* The records *
────────
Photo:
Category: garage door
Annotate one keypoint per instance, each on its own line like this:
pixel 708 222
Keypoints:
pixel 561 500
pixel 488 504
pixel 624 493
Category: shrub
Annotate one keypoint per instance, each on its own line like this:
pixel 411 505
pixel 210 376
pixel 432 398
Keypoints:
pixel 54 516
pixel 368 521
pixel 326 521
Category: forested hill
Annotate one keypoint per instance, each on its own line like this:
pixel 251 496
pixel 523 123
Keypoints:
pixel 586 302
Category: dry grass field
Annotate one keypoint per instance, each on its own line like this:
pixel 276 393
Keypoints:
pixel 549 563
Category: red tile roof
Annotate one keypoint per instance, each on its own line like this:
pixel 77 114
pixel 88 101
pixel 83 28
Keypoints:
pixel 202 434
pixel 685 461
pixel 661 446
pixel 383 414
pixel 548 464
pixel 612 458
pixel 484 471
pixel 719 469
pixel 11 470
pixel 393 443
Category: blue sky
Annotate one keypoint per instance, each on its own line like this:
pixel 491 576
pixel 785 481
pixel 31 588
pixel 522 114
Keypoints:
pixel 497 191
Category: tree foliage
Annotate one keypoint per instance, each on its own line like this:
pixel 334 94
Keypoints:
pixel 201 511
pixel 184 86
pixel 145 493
────────
* Given exercise *
Reproduce all of the material above word for word, from the first line to the last.

* Written answer *
Photo:
Category: garage door
Annotate one keypoint per instance, each on its own line like this:
pixel 708 222
Keypoints:
pixel 561 500
pixel 488 504
pixel 624 493
Category: shrub
Annotate one keypoint per instance, each on its own line like this:
pixel 411 505
pixel 210 376
pixel 432 398
Keypoints:
pixel 54 516
pixel 368 521
pixel 326 521
Category: forested hill
Annotate one keypoint per instance, each on its own line like this:
pixel 251 496
pixel 523 123
Keypoints:
pixel 586 302
Category: dry grass field
Annotate one keypoint per instance, each on its own line like this:
pixel 276 393
Keypoints:
pixel 549 563
Category: red tile roof
Annotate one keypoint per instance, each on its own line like this:
pixel 77 114
pixel 88 101
pixel 83 28
Keypoints:
pixel 202 434
pixel 685 461
pixel 661 446
pixel 383 414
pixel 548 464
pixel 612 458
pixel 484 471
pixel 719 469
pixel 11 470
pixel 393 443
Category: blue sky
Annotate one keypoint per instance, each on its own line like this:
pixel 491 576
pixel 785 481
pixel 31 588
pixel 522 114
Keypoints:
pixel 497 191
Category: tree foliage
Annotate one keypoint per instance, each on its own line like this:
pixel 334 94
Keypoints:
pixel 201 511
pixel 184 86
pixel 145 493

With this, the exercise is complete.